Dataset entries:
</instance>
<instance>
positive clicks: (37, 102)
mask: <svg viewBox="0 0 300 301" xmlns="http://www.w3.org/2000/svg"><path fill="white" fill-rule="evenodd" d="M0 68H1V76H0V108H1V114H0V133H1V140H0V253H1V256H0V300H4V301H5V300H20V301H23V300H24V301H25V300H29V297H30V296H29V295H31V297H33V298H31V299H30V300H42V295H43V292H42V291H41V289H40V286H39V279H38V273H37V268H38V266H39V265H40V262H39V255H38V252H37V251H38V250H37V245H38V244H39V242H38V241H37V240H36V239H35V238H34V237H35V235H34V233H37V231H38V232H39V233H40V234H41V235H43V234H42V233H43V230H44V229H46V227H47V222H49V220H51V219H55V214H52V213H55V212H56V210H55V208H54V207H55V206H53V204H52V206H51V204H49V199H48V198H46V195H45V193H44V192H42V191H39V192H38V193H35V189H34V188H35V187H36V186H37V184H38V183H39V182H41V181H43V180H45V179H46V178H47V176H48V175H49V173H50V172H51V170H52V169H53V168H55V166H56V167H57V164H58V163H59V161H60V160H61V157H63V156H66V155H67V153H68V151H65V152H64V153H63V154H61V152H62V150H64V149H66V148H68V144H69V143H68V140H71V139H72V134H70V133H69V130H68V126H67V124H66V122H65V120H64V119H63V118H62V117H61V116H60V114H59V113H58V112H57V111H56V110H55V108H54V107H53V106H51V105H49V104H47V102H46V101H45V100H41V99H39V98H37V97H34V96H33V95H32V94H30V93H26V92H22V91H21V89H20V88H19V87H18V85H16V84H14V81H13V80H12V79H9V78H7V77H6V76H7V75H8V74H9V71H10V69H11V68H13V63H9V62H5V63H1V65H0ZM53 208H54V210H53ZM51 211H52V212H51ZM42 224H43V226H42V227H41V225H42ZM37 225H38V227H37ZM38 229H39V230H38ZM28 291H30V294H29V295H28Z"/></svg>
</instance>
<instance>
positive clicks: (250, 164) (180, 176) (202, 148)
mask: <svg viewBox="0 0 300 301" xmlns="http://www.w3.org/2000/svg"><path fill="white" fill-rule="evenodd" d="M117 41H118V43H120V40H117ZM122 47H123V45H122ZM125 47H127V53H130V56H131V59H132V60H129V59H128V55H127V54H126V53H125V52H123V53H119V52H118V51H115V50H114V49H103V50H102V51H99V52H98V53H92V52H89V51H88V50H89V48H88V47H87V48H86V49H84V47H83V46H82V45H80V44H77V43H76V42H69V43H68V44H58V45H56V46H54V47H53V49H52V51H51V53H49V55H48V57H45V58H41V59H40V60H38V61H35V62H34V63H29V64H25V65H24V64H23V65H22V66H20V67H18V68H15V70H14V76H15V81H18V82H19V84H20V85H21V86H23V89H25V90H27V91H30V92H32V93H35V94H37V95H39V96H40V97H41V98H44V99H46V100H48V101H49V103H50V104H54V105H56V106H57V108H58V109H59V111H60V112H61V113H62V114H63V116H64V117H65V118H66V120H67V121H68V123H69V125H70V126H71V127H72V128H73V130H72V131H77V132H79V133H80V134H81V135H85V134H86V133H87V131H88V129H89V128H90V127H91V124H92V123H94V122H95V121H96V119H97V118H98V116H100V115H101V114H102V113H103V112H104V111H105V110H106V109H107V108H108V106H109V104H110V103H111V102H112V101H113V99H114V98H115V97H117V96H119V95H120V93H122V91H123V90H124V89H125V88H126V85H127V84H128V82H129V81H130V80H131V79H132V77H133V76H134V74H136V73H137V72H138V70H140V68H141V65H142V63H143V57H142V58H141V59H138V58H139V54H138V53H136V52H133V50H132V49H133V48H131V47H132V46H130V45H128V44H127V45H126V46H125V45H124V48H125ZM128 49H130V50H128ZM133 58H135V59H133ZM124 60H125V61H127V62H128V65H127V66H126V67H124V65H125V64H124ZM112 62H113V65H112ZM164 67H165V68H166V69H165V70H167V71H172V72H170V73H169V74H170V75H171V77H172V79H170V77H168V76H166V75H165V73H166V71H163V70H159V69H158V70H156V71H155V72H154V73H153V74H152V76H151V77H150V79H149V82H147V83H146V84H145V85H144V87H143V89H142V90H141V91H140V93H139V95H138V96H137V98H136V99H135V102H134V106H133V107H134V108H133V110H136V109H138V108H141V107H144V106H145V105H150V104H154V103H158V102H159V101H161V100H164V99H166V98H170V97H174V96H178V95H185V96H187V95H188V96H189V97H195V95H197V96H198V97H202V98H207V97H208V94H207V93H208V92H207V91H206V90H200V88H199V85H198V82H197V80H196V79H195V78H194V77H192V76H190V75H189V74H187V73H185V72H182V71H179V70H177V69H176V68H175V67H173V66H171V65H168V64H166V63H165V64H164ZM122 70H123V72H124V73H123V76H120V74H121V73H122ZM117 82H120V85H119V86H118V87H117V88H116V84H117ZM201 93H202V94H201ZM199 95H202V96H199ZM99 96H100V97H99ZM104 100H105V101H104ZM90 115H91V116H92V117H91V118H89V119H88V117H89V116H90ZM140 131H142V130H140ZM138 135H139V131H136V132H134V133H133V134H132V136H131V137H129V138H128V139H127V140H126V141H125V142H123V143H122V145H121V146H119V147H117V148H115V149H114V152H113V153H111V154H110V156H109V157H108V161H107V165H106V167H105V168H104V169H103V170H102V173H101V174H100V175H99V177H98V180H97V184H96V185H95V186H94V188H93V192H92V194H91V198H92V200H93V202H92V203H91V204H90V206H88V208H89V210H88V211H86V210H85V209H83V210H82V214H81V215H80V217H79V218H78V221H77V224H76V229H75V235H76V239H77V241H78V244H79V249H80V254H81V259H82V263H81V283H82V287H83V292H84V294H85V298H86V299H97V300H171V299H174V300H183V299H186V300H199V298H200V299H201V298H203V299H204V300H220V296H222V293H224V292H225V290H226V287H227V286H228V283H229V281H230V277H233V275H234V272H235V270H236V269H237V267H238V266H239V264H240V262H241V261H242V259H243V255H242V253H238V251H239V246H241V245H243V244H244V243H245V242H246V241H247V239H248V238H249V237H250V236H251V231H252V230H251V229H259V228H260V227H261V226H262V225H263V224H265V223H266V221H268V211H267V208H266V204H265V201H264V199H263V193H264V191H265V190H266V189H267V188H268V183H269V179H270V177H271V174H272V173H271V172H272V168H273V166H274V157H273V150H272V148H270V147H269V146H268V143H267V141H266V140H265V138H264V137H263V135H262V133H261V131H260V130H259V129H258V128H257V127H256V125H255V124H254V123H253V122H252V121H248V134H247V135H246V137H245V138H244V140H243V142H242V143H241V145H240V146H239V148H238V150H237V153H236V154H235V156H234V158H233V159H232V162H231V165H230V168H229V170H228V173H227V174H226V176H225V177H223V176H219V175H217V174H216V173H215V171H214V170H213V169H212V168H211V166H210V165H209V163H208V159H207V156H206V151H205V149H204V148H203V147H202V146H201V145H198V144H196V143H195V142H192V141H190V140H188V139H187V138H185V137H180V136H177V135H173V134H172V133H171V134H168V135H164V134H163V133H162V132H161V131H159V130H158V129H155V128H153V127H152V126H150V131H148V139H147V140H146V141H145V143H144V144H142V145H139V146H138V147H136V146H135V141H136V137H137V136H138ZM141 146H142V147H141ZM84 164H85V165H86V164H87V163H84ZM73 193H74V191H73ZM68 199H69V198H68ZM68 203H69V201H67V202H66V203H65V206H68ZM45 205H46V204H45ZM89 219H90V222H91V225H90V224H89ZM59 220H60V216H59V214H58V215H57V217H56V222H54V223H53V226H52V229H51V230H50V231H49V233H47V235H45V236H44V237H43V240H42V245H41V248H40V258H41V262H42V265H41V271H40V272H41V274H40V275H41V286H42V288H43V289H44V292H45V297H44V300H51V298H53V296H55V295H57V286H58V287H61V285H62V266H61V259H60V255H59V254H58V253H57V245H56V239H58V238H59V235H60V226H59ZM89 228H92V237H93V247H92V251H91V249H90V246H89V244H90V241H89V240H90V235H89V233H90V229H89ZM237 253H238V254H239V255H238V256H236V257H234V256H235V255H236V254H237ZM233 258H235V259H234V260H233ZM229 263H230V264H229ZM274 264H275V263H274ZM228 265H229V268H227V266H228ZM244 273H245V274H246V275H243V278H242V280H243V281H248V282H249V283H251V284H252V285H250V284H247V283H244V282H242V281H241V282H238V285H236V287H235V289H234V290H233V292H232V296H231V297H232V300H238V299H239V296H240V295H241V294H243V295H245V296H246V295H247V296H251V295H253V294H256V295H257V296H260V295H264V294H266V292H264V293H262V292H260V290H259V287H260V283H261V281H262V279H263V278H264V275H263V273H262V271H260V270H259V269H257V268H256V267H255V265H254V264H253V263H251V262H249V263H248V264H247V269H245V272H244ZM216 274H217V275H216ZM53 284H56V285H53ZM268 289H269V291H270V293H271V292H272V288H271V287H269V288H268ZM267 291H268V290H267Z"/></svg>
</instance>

**Your assignment:**
Whenever the string "clicks" turns up in a line of the data, copy that line.

**Written answer:**
positive clicks: (37, 102)
positive clicks: (250, 164) (180, 176) (202, 148)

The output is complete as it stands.